#### [Given entries]

======

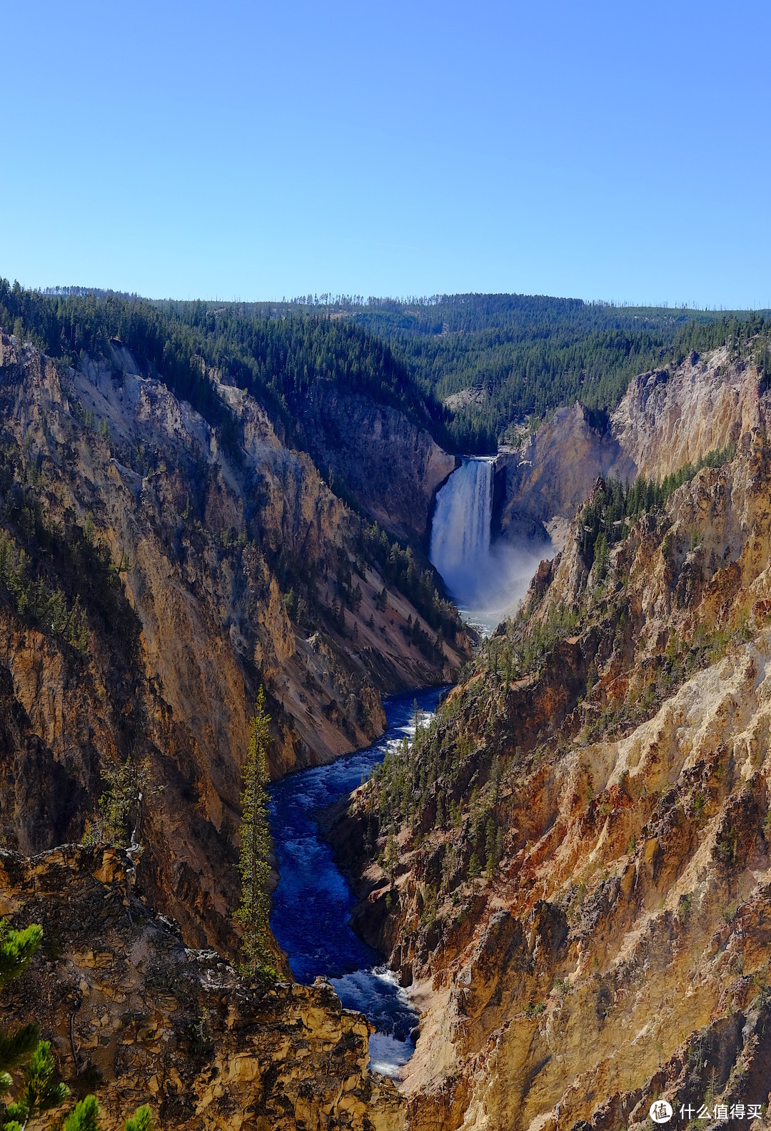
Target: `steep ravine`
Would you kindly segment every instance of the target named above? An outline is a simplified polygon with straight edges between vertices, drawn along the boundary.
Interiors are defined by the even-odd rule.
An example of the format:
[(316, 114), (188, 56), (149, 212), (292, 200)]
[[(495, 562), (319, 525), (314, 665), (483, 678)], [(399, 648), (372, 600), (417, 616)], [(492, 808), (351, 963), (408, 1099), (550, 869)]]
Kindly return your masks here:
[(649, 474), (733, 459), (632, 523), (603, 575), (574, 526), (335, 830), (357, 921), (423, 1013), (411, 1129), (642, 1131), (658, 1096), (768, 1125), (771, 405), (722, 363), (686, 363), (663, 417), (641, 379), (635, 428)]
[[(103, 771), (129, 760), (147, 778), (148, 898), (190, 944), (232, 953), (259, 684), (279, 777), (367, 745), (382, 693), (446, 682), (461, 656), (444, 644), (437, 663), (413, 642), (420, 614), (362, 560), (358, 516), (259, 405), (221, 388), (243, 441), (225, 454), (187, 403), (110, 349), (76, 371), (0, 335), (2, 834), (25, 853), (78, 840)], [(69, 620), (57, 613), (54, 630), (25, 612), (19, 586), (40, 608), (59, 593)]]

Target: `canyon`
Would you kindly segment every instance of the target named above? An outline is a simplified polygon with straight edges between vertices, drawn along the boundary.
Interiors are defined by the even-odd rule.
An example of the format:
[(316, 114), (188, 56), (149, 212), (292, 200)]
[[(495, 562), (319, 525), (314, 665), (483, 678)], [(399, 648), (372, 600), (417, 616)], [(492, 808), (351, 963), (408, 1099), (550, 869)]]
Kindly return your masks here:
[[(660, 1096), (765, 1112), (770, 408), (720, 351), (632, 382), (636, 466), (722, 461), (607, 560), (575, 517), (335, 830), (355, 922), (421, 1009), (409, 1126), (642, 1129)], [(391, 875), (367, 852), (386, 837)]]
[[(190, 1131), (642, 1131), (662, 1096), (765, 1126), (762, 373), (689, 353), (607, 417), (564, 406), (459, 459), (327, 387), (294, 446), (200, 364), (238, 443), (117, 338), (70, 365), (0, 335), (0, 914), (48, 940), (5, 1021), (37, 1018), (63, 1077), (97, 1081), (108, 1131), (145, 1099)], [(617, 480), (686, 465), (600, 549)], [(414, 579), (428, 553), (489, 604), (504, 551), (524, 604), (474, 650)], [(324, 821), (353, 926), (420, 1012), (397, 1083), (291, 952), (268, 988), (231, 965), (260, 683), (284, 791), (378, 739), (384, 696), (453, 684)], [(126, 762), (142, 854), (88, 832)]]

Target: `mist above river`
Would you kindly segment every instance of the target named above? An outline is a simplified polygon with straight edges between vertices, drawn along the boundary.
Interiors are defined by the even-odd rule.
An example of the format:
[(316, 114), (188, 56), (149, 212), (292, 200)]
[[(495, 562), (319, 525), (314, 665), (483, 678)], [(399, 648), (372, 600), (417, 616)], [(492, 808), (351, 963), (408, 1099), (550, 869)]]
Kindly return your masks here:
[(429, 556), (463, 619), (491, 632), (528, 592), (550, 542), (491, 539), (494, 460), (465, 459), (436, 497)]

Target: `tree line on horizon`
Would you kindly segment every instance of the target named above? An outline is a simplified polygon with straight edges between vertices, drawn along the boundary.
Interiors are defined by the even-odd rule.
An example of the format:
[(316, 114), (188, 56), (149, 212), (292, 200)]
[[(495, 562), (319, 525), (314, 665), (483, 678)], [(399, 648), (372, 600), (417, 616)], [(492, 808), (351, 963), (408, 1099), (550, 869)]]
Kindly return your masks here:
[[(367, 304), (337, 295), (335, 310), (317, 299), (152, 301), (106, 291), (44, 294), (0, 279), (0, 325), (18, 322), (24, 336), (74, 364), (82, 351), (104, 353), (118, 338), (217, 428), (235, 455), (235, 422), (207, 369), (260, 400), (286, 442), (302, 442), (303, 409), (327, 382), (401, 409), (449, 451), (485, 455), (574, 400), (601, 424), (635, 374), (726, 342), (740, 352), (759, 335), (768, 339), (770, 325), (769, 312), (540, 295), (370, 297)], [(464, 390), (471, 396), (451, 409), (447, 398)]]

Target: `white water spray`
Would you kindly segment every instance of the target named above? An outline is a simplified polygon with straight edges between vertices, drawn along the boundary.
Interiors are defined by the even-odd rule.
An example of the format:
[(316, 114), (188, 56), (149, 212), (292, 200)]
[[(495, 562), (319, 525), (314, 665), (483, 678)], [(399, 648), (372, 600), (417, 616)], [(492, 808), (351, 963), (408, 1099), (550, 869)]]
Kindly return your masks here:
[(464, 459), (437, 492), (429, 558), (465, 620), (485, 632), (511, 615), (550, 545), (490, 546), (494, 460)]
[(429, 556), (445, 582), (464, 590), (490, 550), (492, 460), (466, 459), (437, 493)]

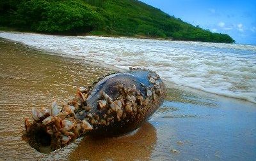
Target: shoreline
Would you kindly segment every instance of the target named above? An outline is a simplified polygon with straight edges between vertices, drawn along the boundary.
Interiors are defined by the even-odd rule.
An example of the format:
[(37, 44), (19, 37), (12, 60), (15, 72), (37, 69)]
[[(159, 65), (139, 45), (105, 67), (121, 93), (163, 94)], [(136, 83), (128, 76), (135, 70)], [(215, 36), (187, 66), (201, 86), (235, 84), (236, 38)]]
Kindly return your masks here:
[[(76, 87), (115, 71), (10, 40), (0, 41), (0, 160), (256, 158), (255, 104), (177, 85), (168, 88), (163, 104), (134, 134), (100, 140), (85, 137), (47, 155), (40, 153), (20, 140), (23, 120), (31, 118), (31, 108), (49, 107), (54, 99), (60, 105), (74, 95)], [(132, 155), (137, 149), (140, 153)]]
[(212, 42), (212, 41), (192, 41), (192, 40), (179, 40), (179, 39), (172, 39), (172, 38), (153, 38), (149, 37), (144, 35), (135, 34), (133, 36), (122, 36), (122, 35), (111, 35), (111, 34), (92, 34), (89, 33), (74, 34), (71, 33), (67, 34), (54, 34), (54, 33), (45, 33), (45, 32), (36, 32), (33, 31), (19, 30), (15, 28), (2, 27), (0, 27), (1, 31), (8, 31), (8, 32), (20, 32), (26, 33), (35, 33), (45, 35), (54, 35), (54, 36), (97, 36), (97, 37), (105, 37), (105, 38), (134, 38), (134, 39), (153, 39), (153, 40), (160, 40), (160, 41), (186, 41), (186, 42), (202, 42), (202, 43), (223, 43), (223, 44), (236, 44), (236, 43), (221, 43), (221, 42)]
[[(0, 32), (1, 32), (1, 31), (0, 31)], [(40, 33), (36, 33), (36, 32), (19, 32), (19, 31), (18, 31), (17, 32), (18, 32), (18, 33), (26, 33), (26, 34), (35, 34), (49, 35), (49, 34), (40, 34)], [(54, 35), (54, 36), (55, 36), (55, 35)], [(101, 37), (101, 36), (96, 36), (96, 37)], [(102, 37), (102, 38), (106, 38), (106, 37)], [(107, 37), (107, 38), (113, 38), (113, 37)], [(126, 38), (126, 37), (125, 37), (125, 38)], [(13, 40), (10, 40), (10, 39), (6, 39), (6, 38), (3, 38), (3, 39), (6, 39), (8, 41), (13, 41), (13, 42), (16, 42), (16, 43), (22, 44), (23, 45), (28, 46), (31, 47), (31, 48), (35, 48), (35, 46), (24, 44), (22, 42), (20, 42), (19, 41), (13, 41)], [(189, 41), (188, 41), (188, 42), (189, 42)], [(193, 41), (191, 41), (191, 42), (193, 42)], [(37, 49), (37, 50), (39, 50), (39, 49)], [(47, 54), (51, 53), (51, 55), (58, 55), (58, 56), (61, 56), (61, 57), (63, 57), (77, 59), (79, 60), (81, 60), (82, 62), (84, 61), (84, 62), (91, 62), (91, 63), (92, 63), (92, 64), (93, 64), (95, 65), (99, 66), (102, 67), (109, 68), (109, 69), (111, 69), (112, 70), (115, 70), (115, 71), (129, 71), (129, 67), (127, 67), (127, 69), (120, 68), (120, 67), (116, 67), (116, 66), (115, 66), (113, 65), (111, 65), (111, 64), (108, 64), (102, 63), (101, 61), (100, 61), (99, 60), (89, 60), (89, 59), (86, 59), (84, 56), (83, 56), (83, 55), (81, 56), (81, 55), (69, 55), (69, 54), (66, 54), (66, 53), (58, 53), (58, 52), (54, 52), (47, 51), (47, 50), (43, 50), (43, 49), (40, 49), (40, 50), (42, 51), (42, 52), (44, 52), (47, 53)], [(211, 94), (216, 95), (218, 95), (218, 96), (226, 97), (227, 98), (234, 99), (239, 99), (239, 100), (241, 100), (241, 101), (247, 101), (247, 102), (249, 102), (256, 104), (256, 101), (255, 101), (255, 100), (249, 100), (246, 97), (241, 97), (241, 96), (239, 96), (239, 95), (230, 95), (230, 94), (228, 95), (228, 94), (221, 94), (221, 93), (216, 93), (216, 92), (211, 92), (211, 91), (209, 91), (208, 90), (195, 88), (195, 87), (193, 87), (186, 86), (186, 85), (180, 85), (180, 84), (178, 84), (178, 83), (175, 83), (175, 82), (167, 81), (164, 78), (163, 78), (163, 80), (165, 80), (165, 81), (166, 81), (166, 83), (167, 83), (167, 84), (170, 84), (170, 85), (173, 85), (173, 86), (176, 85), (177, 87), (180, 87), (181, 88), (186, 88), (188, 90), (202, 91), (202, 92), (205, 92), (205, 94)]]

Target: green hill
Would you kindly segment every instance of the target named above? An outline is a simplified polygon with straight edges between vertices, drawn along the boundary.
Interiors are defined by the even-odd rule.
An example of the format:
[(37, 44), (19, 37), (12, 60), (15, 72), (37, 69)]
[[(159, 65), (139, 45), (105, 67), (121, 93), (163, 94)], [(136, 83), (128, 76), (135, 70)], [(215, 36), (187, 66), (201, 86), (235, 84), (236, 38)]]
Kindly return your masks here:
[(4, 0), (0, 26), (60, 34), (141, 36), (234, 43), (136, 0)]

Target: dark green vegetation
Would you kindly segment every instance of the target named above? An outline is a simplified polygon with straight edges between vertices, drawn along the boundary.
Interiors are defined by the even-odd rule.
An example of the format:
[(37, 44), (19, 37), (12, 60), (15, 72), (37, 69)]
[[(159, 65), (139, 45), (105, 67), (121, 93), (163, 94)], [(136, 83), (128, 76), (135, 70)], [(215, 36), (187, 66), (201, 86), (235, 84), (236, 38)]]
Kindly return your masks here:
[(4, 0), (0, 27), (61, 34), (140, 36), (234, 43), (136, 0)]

======

#### [Set exercise]
Recast the lines from the one containing "Target: green hill" through the end of the rows as a Markdown table with the columns Num and Line, numbering each line in order and leaving out blank lines.

#### [Task result]
| Num | Line |
|---|---|
| 1 | Target: green hill |
| 2 | Would you kindly segment every instance of the target named above? An outline is a simplified polygon with straight edges between vertices, drawn along the boundary. |
| 3 | Interiors are defined by the even-odd rule. |
| 4 | An example of the format: |
| 5 | [(37, 44), (19, 37), (12, 60), (15, 72), (37, 69)] |
| 6 | [[(159, 65), (139, 45), (105, 67), (121, 93), (163, 94)], [(136, 83), (128, 76), (135, 70)], [(215, 36), (187, 66), (201, 86), (235, 84), (236, 38)]] |
| 7 | Kindly return your masks here: |
| 8 | [(4, 0), (0, 26), (60, 34), (141, 36), (234, 43), (136, 0)] |
| 9 | Target: dark green vegetation |
| 10 | Would you kindly segment every instance of the target named above? An outline is a simplified polygon with straight edges between vertices, drawn along the boundary. |
| 11 | Interiors are defined by the even-odd rule. |
| 12 | An example of the format: |
| 13 | [(37, 44), (19, 37), (12, 60), (15, 72), (37, 69)] |
| 14 | [[(159, 65), (139, 45), (105, 67), (121, 93), (163, 94)], [(136, 83), (128, 76), (135, 70)], [(215, 36), (187, 66), (201, 86), (235, 84), (236, 38)]] |
| 15 | Kindly return your masks here: |
| 16 | [(4, 0), (0, 27), (61, 34), (140, 36), (234, 43), (136, 0)] |